DIRECTIONS FOR THIS TASK =>
Reproduce only the stretch of records from the line containing "Target: woman's eyebrow" through the line containing "(1216, 317)", keeping every request line as it stands. Scale each coordinate in the answers by 1.7 and round to the nearest whole number, with halves rounding up.

INPUT ROWS =>
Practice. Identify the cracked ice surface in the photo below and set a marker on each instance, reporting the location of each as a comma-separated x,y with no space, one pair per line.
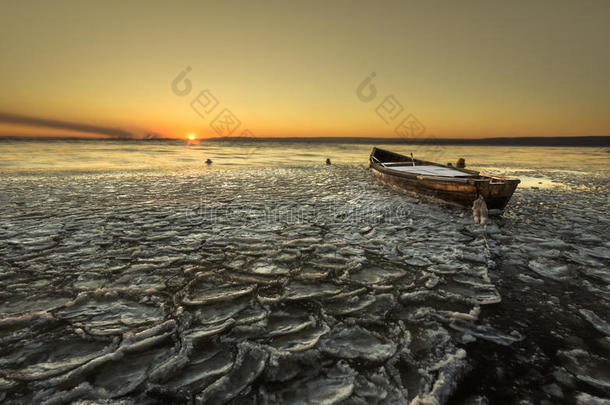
292,285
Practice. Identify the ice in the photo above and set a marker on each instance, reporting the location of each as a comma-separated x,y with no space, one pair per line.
357,343
598,323
291,288
249,363
549,269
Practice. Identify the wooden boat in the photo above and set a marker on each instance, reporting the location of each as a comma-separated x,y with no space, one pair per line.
451,184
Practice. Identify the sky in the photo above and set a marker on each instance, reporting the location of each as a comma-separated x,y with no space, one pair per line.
443,69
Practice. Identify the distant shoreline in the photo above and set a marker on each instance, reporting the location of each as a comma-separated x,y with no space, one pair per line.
574,141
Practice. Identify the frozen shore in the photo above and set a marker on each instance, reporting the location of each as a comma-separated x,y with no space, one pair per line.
298,285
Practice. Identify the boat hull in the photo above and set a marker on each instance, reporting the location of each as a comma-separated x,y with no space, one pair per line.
496,191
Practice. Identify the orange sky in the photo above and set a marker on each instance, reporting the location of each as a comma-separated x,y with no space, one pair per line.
462,69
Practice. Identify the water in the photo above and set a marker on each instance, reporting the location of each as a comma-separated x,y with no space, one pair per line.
131,272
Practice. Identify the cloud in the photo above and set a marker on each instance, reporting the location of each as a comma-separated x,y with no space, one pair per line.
7,118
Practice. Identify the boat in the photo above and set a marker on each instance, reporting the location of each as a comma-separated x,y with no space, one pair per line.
455,185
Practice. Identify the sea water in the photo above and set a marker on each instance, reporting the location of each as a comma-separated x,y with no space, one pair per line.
131,272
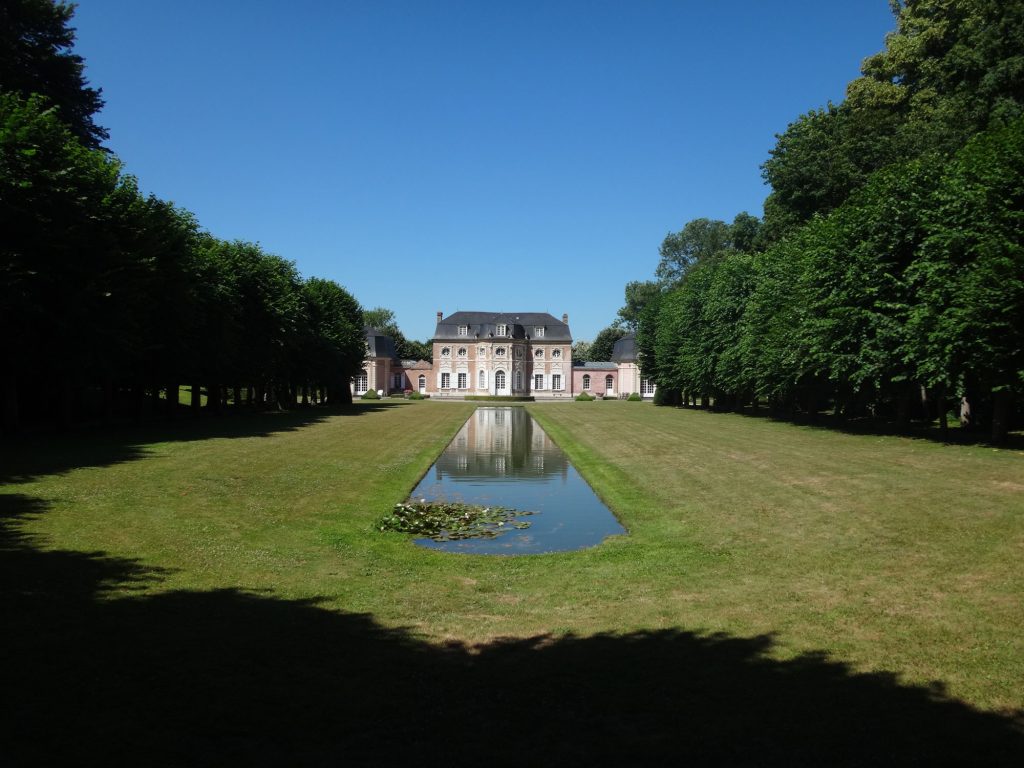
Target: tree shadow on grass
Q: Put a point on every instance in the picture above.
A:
(864, 426)
(37, 455)
(92, 675)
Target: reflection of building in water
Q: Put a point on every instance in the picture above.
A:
(504, 441)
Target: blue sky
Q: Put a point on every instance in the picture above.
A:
(444, 156)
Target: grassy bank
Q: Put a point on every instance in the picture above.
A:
(204, 592)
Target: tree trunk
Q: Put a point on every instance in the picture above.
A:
(903, 410)
(11, 413)
(213, 397)
(172, 399)
(66, 393)
(138, 399)
(1000, 416)
(966, 421)
(940, 404)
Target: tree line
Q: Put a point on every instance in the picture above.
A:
(886, 279)
(111, 299)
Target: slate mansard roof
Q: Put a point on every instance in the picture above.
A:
(483, 326)
(625, 349)
(379, 345)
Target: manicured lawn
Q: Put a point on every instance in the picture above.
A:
(215, 592)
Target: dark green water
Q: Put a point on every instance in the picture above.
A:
(502, 457)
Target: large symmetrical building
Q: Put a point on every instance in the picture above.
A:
(501, 353)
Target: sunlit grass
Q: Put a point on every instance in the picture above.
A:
(885, 552)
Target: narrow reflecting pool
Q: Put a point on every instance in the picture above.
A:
(502, 457)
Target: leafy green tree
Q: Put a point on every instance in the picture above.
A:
(581, 351)
(948, 71)
(36, 56)
(699, 239)
(59, 271)
(385, 321)
(638, 295)
(604, 344)
(969, 320)
(339, 341)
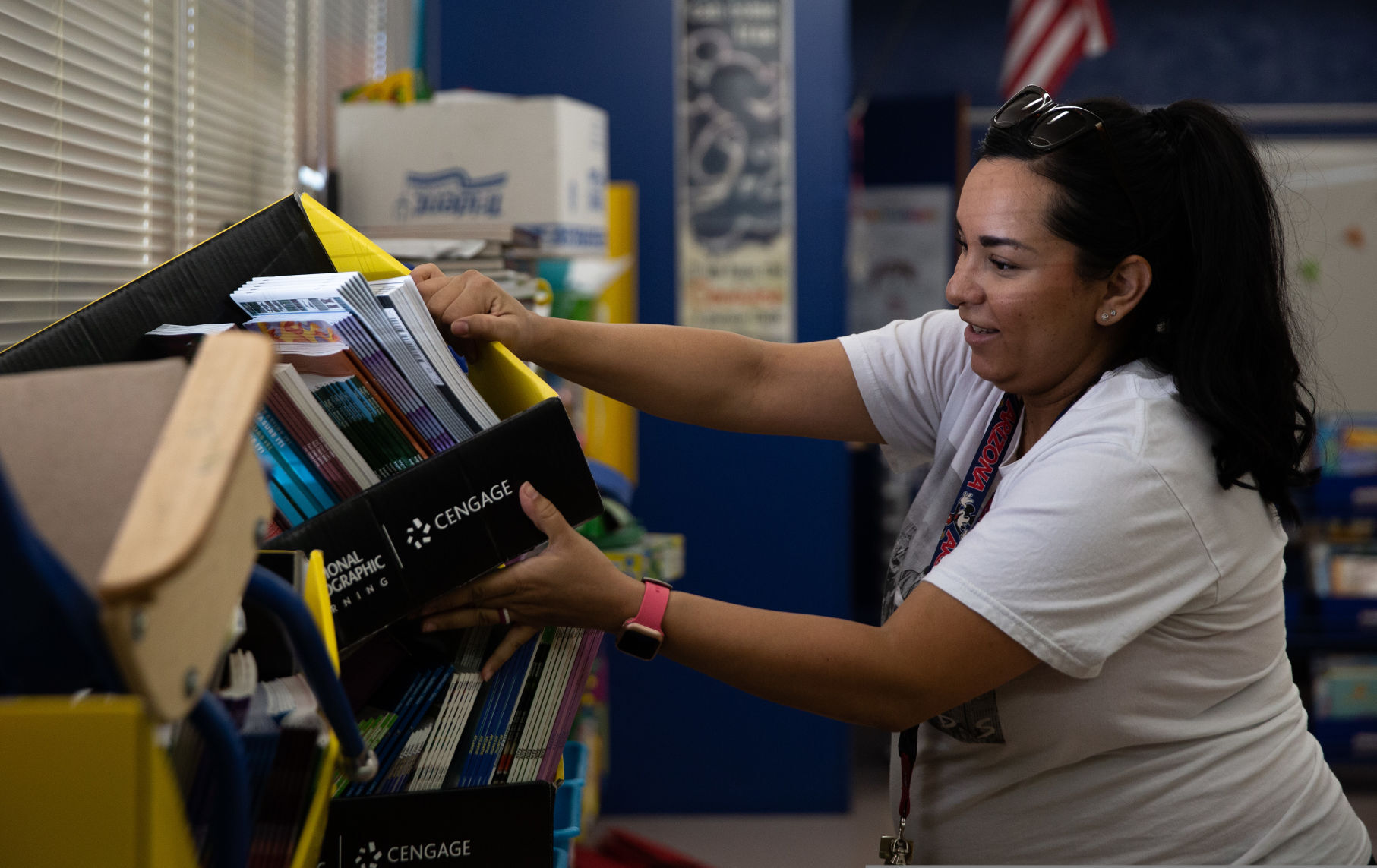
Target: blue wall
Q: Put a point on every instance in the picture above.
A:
(766, 519)
(1236, 52)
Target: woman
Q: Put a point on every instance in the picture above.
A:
(1085, 600)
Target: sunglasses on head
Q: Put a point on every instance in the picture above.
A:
(1053, 126)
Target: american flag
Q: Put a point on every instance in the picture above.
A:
(1047, 37)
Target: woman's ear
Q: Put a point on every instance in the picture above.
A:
(1124, 289)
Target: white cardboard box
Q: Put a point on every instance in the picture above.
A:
(477, 160)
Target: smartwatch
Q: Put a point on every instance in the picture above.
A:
(640, 636)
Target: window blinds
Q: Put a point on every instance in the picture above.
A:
(131, 130)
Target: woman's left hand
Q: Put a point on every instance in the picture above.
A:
(569, 585)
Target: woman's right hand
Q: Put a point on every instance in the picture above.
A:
(472, 308)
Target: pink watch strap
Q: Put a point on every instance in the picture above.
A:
(652, 605)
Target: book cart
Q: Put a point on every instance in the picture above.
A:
(1331, 592)
(507, 824)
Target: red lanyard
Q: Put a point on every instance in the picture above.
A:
(968, 507)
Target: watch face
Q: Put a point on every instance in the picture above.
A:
(640, 641)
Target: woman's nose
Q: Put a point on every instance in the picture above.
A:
(962, 287)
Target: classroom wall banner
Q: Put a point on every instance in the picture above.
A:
(899, 252)
(734, 167)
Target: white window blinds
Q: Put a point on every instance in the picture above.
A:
(131, 130)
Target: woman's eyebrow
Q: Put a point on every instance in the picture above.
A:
(999, 241)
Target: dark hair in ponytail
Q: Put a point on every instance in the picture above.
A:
(1216, 317)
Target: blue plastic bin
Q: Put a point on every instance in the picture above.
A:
(569, 801)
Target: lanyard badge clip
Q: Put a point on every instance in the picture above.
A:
(895, 849)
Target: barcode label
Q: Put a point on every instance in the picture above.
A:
(262, 306)
(411, 345)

FINISHED ANSWER =>
Target: woman's eyebrow
Q: Put a point on every instance in the picture above.
A:
(1698, 410)
Target: dark hair in ponytail
Q: Put a point on every instance in the picture above.
A:
(2067, 539)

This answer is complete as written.